◆ **Exercise set**:
#1 From the article on India's tax crackdown, write out the passage starting at "Tax collectors labeled" and ending at "in their work.", word for word.
#2 In the article on India's tax crackdown, what does the income tax department say its probe was based on?

Tax collectors labeled ‘tax terrorism’
NEW DELHI: The apparent suicide of India’s coffee baron VG Siddhartha, under investigation by tax authorities, has inflamed anger towards the government among business leaders who feel it is going too far in its crackdown on fraud and tax evasion. Drastic measures taken by Prime Minister Narendra Modi’s administration include stringent action to enforce tax compliance, probes into bank lending practices and threatening auditors with five-year bans for alleged lapses in their work.
In particular the push by tax collectors has been labeled ‘tax terrorism’ by TV Mohandas Pai, a former director of Indian IT giant Infosys Ltd, even before the Coffee Day Enterprises Ltd founder disappeared and his body was later found floating in a river in southern India on Wednesday.
In a letter circulating on social media since Tuesday and purportedly written by Siddhartha to the firm’s board and employees, he said he “gave up”, blaming tax authorities for “harassment” and decisions that caused a liquidity crunch as well as an unnamed private equity partner for pressuring him into a share buyback. The letter’s authenticity has not been verified and much remains unclear about his financial situation and apparent suicide. But the company’s board said it is taking the letter’s content seriously and will thoroughly investigate.
The prime minister’s office did not respond to requests for comment. India’s income tax department, part of the finance ministry, has said it acted as per the law in its investigation of Siddhartha and the coffee chain, and its probe was based on credible evidence of transactions done in a concealed manner. Former government officials, industry executives and their advisors, including lawyers, told Reuters that investigations conducted by Indian agencies and tax inspectors had often resulted in harassment for business leaders.

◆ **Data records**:
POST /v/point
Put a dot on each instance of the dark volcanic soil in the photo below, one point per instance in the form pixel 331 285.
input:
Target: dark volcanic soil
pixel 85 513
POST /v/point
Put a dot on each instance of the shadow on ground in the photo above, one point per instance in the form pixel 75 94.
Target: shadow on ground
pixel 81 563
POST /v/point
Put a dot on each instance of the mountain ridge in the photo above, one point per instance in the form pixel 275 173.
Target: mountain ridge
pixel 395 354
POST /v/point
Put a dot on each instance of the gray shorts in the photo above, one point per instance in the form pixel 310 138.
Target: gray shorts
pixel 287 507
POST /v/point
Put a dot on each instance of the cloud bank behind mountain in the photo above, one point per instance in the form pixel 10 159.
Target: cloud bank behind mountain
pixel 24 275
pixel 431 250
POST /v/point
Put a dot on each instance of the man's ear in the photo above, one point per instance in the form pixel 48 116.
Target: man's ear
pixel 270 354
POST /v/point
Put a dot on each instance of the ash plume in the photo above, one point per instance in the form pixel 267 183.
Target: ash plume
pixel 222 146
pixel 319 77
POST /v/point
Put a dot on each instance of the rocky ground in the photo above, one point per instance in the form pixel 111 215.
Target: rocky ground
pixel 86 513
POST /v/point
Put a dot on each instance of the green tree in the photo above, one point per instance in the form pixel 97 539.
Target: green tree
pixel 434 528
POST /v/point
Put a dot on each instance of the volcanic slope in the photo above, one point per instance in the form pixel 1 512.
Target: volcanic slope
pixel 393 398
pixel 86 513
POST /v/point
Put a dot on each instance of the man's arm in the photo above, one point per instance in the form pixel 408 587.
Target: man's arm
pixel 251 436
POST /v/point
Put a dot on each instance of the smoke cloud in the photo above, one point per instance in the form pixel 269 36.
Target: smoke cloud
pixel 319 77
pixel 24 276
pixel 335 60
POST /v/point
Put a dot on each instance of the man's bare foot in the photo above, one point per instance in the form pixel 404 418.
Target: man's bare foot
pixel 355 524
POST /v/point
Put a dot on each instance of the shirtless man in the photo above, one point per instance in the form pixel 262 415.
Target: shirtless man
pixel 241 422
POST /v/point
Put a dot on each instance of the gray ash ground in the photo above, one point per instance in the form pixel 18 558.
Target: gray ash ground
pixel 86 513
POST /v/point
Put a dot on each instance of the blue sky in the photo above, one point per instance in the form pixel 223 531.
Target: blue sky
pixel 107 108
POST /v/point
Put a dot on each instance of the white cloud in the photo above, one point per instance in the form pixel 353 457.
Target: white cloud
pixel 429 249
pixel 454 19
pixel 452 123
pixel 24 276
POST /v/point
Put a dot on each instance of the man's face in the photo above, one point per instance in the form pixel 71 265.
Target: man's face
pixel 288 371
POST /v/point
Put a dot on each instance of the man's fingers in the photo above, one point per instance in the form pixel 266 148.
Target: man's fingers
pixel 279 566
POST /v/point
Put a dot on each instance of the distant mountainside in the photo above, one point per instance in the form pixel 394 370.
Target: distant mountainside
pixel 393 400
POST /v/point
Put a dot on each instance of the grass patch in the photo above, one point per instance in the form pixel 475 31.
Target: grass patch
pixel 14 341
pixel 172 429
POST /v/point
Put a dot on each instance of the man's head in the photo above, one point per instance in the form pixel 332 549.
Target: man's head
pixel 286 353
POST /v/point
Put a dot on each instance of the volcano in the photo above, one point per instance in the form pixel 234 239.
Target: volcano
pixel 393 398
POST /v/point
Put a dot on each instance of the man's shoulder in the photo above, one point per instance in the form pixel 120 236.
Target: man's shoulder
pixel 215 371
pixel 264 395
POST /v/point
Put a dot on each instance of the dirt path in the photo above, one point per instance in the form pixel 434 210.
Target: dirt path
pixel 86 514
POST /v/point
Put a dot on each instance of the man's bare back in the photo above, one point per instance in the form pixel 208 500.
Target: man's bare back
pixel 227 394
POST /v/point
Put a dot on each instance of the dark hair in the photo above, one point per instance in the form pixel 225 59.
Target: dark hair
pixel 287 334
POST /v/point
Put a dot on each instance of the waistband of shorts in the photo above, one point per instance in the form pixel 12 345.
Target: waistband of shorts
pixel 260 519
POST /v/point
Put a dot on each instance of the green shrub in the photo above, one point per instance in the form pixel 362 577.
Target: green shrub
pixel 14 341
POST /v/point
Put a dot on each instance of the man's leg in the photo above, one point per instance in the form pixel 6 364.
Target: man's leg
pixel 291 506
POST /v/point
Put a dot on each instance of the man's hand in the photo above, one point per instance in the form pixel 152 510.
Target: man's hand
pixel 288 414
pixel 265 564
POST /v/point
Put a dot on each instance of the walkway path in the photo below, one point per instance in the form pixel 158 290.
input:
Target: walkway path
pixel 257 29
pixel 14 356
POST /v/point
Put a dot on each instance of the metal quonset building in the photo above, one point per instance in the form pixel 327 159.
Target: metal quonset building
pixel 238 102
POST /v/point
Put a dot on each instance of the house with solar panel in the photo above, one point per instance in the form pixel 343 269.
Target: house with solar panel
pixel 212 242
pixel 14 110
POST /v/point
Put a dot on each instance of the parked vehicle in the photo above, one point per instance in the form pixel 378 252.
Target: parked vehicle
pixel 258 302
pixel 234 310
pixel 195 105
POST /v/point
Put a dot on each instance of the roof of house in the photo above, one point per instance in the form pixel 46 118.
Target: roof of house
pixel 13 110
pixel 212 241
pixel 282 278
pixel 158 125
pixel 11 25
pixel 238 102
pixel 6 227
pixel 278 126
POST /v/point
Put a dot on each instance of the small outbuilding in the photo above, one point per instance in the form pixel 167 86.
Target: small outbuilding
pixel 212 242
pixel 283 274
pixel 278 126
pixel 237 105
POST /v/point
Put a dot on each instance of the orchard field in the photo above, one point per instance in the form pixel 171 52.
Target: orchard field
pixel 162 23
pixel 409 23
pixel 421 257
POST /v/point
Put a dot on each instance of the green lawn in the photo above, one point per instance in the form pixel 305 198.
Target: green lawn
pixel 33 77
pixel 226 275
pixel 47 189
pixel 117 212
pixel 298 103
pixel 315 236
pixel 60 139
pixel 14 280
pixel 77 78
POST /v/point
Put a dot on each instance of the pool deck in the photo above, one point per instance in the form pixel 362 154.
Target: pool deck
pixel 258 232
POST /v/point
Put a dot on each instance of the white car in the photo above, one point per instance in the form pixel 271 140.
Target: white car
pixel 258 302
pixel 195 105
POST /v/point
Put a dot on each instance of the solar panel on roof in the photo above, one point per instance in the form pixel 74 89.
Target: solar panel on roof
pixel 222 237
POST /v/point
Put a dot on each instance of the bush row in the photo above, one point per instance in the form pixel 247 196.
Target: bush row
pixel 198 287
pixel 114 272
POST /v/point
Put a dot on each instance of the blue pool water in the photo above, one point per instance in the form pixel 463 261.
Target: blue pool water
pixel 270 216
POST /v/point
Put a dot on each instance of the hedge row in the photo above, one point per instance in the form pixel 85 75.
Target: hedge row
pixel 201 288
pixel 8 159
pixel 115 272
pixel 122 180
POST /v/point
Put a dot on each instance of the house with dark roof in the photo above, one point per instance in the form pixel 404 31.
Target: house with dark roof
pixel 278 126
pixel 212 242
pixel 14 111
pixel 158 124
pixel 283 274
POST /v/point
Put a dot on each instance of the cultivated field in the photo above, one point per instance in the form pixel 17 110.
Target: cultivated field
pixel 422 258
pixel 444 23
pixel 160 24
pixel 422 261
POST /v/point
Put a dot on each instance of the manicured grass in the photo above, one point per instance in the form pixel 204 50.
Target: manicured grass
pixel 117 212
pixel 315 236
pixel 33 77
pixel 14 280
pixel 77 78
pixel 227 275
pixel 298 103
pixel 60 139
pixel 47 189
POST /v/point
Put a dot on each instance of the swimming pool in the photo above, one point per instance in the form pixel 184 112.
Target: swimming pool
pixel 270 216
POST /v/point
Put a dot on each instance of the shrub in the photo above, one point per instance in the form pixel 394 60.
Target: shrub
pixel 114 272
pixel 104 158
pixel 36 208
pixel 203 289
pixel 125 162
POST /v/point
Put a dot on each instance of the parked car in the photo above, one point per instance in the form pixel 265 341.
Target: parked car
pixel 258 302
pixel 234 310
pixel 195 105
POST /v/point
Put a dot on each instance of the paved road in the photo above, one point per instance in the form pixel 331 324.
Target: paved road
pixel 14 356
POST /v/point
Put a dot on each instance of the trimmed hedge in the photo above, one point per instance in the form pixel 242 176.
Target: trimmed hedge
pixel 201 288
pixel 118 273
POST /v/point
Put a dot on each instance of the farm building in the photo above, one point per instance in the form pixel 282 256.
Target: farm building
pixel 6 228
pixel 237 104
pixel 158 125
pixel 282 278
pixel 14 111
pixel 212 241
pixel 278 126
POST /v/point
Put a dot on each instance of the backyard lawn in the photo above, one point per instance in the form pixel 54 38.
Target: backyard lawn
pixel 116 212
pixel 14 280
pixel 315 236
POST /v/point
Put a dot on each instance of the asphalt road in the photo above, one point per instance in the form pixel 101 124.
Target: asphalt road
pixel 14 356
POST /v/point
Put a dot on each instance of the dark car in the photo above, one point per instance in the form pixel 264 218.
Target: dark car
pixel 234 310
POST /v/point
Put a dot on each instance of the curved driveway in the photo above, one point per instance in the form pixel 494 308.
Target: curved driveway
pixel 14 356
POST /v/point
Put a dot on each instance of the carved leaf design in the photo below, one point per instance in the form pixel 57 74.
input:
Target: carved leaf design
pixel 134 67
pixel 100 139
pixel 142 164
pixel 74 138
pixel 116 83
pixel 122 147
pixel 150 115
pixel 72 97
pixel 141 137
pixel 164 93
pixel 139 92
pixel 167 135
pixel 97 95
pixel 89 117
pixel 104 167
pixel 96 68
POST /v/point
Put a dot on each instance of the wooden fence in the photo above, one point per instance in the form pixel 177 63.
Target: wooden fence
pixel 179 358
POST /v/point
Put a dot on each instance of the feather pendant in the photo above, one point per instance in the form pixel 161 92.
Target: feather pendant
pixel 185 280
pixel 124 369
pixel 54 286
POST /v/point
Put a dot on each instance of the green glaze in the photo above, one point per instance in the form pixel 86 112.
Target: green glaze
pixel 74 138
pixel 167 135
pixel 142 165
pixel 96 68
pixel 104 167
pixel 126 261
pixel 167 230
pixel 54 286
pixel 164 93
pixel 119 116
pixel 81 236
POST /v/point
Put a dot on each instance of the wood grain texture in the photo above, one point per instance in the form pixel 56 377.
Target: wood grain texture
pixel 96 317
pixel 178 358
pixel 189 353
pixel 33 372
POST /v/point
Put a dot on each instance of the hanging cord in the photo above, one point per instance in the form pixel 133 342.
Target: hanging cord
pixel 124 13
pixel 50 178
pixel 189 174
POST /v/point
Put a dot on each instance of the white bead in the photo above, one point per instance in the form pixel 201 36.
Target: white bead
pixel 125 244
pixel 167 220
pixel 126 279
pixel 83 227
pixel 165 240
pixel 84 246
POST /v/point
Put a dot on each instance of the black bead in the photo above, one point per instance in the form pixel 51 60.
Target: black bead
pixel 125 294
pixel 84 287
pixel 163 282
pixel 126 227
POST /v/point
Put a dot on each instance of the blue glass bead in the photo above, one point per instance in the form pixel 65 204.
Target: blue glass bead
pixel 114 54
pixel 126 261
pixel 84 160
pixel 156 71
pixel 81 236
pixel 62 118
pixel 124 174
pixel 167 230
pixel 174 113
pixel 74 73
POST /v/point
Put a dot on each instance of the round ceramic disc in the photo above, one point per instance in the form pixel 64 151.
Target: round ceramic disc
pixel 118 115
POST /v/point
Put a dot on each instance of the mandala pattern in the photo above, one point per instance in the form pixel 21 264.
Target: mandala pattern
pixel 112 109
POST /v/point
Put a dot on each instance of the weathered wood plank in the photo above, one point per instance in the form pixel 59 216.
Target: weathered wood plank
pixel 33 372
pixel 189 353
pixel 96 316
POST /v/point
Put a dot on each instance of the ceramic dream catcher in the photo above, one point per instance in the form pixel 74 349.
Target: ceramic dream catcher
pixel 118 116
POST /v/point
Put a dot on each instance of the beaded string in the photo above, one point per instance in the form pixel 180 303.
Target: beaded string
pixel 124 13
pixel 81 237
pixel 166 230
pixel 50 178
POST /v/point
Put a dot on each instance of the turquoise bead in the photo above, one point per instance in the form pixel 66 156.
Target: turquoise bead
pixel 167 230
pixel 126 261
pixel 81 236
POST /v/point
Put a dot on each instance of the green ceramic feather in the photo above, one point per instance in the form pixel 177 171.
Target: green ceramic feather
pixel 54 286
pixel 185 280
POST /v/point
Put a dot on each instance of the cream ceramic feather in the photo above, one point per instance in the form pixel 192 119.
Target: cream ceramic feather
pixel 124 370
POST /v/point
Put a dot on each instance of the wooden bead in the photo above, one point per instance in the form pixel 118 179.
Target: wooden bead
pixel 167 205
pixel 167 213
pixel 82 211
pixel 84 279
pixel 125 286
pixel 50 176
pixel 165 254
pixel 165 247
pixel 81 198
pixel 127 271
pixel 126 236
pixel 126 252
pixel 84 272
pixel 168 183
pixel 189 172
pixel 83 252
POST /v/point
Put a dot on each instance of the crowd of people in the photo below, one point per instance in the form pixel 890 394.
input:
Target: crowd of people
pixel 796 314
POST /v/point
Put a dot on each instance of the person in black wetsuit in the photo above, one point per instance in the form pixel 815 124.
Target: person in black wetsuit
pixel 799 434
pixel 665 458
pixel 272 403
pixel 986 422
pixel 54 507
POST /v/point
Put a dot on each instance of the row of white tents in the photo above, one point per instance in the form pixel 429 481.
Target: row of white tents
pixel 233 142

◆ **Results in order**:
#1
Tax collectors labeled ‘tax terrorism’
NEW DELHI: The apparent suicide of India’s coffee baron VG Siddhartha, under investigation by tax authorities, has inflamed anger towards the government among business leaders who feel it is going too far in its crackdown on fraud and tax evasion. Drastic measures taken by Prime Minister Narendra Modi’s administration include stringent action to enforce tax compliance, probes into bank lending practices and threatening auditors with five-year bans for alleged lapses in their work.

#2 Credible evidence of transactions done in a concealed manner.